**Exercise details:**
Give each record below again, without a single difference.

**** Exercise inputs

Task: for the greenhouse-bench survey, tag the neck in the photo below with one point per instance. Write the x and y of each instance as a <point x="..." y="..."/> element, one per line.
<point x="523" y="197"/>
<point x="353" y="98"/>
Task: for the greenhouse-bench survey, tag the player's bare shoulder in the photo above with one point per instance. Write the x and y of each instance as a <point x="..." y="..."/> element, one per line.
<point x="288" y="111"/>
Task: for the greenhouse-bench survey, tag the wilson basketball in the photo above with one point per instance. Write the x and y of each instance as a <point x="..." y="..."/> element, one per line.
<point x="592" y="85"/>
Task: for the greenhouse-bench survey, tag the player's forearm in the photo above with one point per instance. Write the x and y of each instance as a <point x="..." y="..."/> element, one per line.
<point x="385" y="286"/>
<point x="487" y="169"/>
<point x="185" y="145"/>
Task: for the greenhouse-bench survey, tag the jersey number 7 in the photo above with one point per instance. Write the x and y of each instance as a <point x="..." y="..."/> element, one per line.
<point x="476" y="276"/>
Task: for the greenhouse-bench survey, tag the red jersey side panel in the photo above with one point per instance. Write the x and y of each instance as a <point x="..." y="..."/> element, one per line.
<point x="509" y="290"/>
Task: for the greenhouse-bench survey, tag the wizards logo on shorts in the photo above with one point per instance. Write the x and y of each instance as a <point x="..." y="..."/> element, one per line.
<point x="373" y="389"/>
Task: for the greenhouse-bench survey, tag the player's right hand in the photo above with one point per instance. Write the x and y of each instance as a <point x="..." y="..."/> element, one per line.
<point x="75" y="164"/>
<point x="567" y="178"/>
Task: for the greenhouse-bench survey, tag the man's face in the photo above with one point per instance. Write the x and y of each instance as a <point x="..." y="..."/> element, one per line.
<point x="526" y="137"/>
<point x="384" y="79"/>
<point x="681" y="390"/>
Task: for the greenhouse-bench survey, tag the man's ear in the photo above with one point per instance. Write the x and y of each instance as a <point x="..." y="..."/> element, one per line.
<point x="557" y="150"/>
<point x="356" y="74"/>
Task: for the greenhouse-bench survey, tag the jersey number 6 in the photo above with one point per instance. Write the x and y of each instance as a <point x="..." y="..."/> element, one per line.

********

**Task response:**
Task: for the greenhouse-bench survey, tag the neck in the photo below with one point per instance. Write the x and y of each instance as a <point x="..." y="..."/> element, one per line.
<point x="523" y="197"/>
<point x="353" y="98"/>
Task: for the greenhouse-bench survey, tag the player's bare shoulder in the photo above with one point per instance. Write the x and y of each instance as a <point x="..." y="..."/> element, one per line.
<point x="288" y="111"/>
Task: for the greenhouse-bench survey, tag the wilson basketball in the photo above with one point per instance. Write the x and y of each instance as a <point x="..." y="..."/> element, one per line.
<point x="592" y="85"/>
Task: for the greenhouse-bench survey, tag the player's forearm in the photo above with one point per instance. Write the x and y of each instance as a <point x="..." y="..."/> element, one per line.
<point x="385" y="286"/>
<point x="487" y="169"/>
<point x="185" y="145"/>
Task: for the greenhouse-bench survey, tag the jersey number 7 in the photo above with one point per instance. Write the x and y of each instance as a <point x="..." y="..."/> element, one per line.
<point x="476" y="276"/>
Task: for the greenhouse-bench survey, tag the red jersey side panel in the photo above with one point per instance. Write the x and y of each instance as a <point x="..." y="..."/> element, one per line.
<point x="509" y="290"/>
Task: for the greenhouse-bench survey, tag the wizards logo on shorts in the photo above with one point per instance. Write the x and y of each instance as a <point x="..." y="..."/> element, one per line.
<point x="373" y="389"/>
Task: for the greenhouse-bench survey, tag the player's right hand in the photo above with one point per instance. Write the x and y of each instance as a <point x="..." y="..."/> element, one per line.
<point x="75" y="164"/>
<point x="567" y="178"/>
Task: for the greenhouse-bench survey, tag the man's face in the photo above with one point per instance. Write the x and y of each instance as a <point x="..." y="..."/> element, one per line.
<point x="526" y="137"/>
<point x="384" y="79"/>
<point x="681" y="390"/>
Task: for the greenhouse-bench survey, tag the man's ear in the photo above with one point per instance. Write the x and y of each instance as a <point x="..." y="..."/> element, one per line.
<point x="557" y="150"/>
<point x="356" y="74"/>
Task: for the greenhouse-bench survey, tag the jersey number 6 in the photo above with one point per instance. Write the x and y of each instance as a <point x="..." y="..."/> element, one per line.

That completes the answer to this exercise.